La llegada al gobierno de Juan Domingo Perón le abrió al cine argentino una posibilidad que había perdido, la de poder expresarse libremente. Es la época en que Vallejo filma El camino hacia la muerte del viejo Reales; Wulicher, Quebracho; Renán, La tregua; Olivera, La Patagonia rebelde y Torre Nilsson se recupera con Boquitas pintadas.

1974 es el año de Nazareno Cruz y el lobo. Plena época de amor, paz y muchas flores. Favio deja aflorar en esta hermosa leyenda todos los sentimientos positivos de su personalidad. El famoso mito que afirma que el séptimo hijo varón se convierte en lobizón, durante las noches de luna llena, se convierte en una bella parábola del triunfo del bien sobre el mal. El color, los picados y contrapicados, la soltura de una cámara que gira al son de la música, así como los primerísimos planos de dos bocas que se besan, son parte de la estética que utiliza Favio para narramos una leyenda en la que toma partido por el saber popular y por la simplicidad de los sentimientos. Esta es la primera película de Favio que guarda un parentesco sumamente estrecho con la letra y la intención de sus canciones. Será en Nazareno... y en Soñar soñar, donde no se reconozcan casi las fronteras entre su cine y su música.

En 1976, cuando cae el gobierno de María Estela de Perón -quien había reemplazado a su esposo luego de su muerte en 1974, y a quien le faltaban escasos meses para llamar a elecciones-, se instala en el poder el general José Rafael Videla, dictador responsable del proceso más vergonzoso y lamentable que haya vivido la Argentina. Ese mismo año, Favio estrena Soñar soñar. El sueño de un joven provinciano que quiere triunfar en la capital es el tema central del film, donde no dejan de estar presentes tópicos como la amistad defraudada, la confianza, la autoestima, el sueño...

El camino del exilio tienta a Favio ante la persecución política. Varios intentos de regreso y nuevos exilios lo arrojan nuevamente en la Argentina, en 1989, donde comenzará a realizar su propio sueño, llevar a la pantalla la vida del boxeador Lucho Gatica.

● DATOS
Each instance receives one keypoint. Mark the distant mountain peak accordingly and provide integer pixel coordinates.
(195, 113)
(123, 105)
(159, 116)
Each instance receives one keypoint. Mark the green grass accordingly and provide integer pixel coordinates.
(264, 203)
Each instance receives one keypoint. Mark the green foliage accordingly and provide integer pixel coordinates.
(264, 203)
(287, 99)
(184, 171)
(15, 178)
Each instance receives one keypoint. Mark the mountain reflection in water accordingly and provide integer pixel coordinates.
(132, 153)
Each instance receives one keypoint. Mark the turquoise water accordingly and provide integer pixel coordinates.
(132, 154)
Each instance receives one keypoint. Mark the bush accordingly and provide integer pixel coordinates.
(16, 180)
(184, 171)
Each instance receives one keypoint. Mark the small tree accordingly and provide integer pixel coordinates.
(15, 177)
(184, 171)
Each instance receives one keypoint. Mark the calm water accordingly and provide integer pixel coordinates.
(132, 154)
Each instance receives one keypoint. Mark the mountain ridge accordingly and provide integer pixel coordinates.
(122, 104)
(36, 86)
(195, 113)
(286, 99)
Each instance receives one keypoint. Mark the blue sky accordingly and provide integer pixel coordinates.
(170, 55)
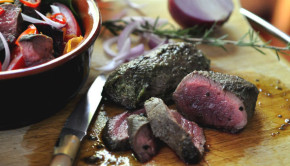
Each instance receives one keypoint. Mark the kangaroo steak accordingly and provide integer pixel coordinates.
(216, 100)
(115, 133)
(185, 137)
(10, 22)
(155, 74)
(141, 138)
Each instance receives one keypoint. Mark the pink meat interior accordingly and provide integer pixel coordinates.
(192, 129)
(204, 101)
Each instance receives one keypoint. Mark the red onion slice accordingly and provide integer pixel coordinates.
(110, 66)
(54, 9)
(133, 5)
(31, 19)
(135, 52)
(143, 20)
(126, 33)
(188, 13)
(7, 53)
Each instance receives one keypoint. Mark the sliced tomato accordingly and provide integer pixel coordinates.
(72, 27)
(17, 61)
(30, 30)
(31, 3)
(2, 11)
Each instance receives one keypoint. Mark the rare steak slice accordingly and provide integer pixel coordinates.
(155, 74)
(185, 137)
(141, 138)
(216, 100)
(115, 133)
(10, 22)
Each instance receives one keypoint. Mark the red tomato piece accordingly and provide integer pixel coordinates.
(58, 17)
(31, 3)
(72, 27)
(2, 11)
(30, 30)
(17, 61)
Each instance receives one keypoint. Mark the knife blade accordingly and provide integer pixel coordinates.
(267, 26)
(76, 125)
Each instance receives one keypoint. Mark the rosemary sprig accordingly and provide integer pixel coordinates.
(197, 35)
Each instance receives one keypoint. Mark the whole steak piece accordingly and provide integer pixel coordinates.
(10, 22)
(155, 74)
(216, 100)
(115, 133)
(185, 137)
(141, 138)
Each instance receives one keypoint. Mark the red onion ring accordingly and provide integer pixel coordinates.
(133, 5)
(188, 13)
(31, 19)
(54, 9)
(49, 21)
(7, 53)
(126, 33)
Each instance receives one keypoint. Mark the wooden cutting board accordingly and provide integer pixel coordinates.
(261, 143)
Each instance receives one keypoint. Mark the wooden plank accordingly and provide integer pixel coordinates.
(33, 145)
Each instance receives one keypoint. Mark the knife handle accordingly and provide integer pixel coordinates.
(66, 151)
(61, 160)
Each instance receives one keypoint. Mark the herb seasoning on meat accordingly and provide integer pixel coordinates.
(155, 74)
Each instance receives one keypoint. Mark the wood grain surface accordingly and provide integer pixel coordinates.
(260, 143)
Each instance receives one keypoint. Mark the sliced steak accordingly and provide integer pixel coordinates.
(217, 100)
(36, 49)
(141, 138)
(185, 137)
(115, 133)
(10, 22)
(155, 74)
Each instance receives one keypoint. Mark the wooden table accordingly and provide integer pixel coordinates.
(258, 144)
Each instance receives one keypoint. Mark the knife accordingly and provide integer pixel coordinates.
(75, 127)
(269, 27)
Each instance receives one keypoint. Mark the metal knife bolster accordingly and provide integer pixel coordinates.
(267, 26)
(76, 126)
(67, 145)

● CONSIGNA DE TRABAJO
Escriba la continuación del fragmento sobre el cine de Favio a partir de su última oración. Las líneas no guardan relación alguna con el fragmento.

● PROBLEMA RESUELTO
Gatica, el mono es la historia del joven que, llegado del interior a Buenos Aires, conquista una situación social acomodada por medio del pugilismo sangriento. Su récord de batallas victoriosas es sorprendente, lo que le permite haberse elevado a la categoría de leyenda popular, uno de los mitos que la Argentina peronista veía surgir de los suburbios arrabaleros para alcanzar la gloria.

El hilo narrativo está sustentado en la amistad de Gatica y el Ruso. Personajes que permanecen inalterables (con sus miserias y sus afectos) a lo largo del film. Viejas y constantes rencillas, reclamos, cariño... permiten mantenerlos conectados, relacionados y aunados. La gloria no llega gracias al entrenamiento riguroso y metódico, sino -pareciera- gracias a la fuerza bruta ejercida por unos puños férreos. Su decadencia, su miserable vida íntima y la imposibilidad de encontrar un equilibrio en una vida estable y familiar lo llevan al derrumbe.

Construida sobre la base de una iconografía peronista -donde Evita es aureolada como una santa en su lecho de muerte, donde se confunden los pendones peronistas de una manifestación política con las banderas que aúpan al boxeador, además de las imágenes de archivo que muestran la apoteósica manifestación del 17 de octubre de 1945, en favor del entonces coronel Perón- Gatica parece ser la película más sincera de Favio, quien se nos vuelve a presentar como un sobreviviente. Sobreviviente de una generación que alguna vez creyó en algo. Sobreviviente de un cine que coqueteó con cuanto gobierno se instalara. Sobreviviente de cuantas pesadillas se atravesaron. Sobreviviente en su lucha. Sobreviviente en su sueño y en su ingenuo modo de pensar.